— EXTRACT PROVIDED —
Load some necessary packages:
library(ggplot2)
library(dplyr)
Question 1
What is the best description of interaction?
B
A. Allowing an explanatory variable to affect a
response (i.e., including an explanatory variable in a model).
B. Allowing the effect of an explanatory variable
on the response variable to depend on another explanatory variable.
C. Allowing the effect of an explanatory variable
on another explanatory variable to depend on the response variable.
D. Forcing the effect of an explanatory variable on
a response to be 0.
E. Forcing the effect of an explanatory variable on
a response to be independent of other explanatory variables.
Question 2
College.csv contains the following data on 195
colleges:
GradRate: Proportion of students earning a degree in 4
years (ranges from 0 to 1)
AdmisRate: Admission rate; that is, proportion of
applicants admitted to the college (ranges from 0 to 1)
Type: School type (Private or Public)
Read in the data:
College = read.csv('https://raw.githubusercontent.com/vittorioaddona/data/main/College.csv')
Note: Two private schools have a listed graduation rate of 0%. We
can discuss potential reasons for why this is, and what consequences
this may have on our results.
Use this dataset to answer the following questions.
(a) Make the scatterplot of GradRate by AdmisRate, distinguishing
the data points according to whether they are a public/private college
(e.g., using colors or shapes), and add the parallel lines model to the
scatterplot.
lm(formula=GradRate~AdmisRate+Type,data=College)
##
## Call:
## lm(formula = GradRate ~ AdmisRate + Type, data = College)
##
## Coefficients:
## (Intercept) AdmisRate TypePublic
## 0.8714 -0.3504 -0.2820
ggplot(data=College,aes(x=AdmisRate,y=GradRate))+geom_point(aes(color=Type))+geom_abline(intercept=0.8714,slope=-0.3504,color="red")+geom_abline(intercept=0.5894,slope=-0.3504,color="blue")

(b) Fit a model for GradRate that uses AdmisRate and Type as
explanatory variables, but allows the effect of these explanatory
variables to depend on one another (i.e., fit an interaction model).
Interpret each of the coefficients returned by R.
lm(formula=GradRate~AdmisRate+Type+AdmisRate:Type,data=College)
##
## Call:
## lm(formula = GradRate ~ AdmisRate + Type + AdmisRate:Type, data = College)
##
## Coefficients:
## (Intercept) AdmisRate TypePublic
## 0.8522 -0.3053 -0.2167
## AdmisRate:TypePublic
## -0.1156
(c) Re-make the scatterplot from (a) and add the lines corresponding
to the interaction model to this scatterplot.
ggplot(data=College,aes(x=AdmisRate,y=GradRate))+geom_point(aes(color=Type))+geom_abline(intercept=0.8522,slope=-0.3053,color="red")+geom_abline(intercept=0.6355,slope=-0.4209,color="blue")

— STATED EXERCISE 1 —
Return the passage of the college graduation-rate exercise from "Load some necessary" up to and including "in a model).", copied word for word.
— STATED EXERCISE 2 —
Resume the college graduation-rate exercise, picking up right after its final line.

— INFORMATION PROVIDED —
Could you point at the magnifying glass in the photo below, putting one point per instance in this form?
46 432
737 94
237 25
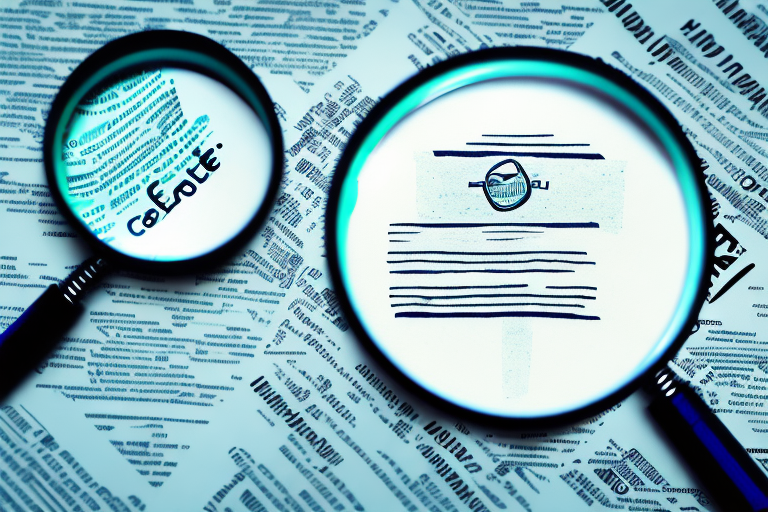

— EXERCISE ANSWER 1 —
Load some necessary packages:
library(ggplot2)
library(dplyr)
Question 1
What is the best description of interaction?
B
A. Allowing an explanatory variable to affect a
response (i.e., including an explanatory variable in a model).

— EXERCISE ANSWER 2 —
(d) Do you think the interaction model is worthwhile? Briefly
explain your reasoning.
yes, because it relates the trend of public and private together
Question 3
Think about the relationship between the following variables:
speed of a bicyclist
steepness of the road: a quantitative variable measured by
the grade (rise over run) where 0 means flat, positive means uphill, and
negative means downhill
fitness of the rider: a categorical variable with three
levels: unfit, average, athletic
On paper, sketch out a graph of speed versus steepness for
reasonable models of each of the following forms:
(a) speed ~ steepness
(b) speed ~ fitness
(c) speed ~ steepness + fitness
(d) speed ~ steepness + fitness + steepness:fitness
Question 4
Read in the data:
WeightLifting = read.csv('https://raw.githubusercontent.com/vittorioaddona/data/main/WeightLifting.csv')
Use this dataset to answer the following questions.
(a) Make a scatterplot of TotalKg versus BodyweightKg,
distinguishing the data points by Equipment (using, say, color or
shape).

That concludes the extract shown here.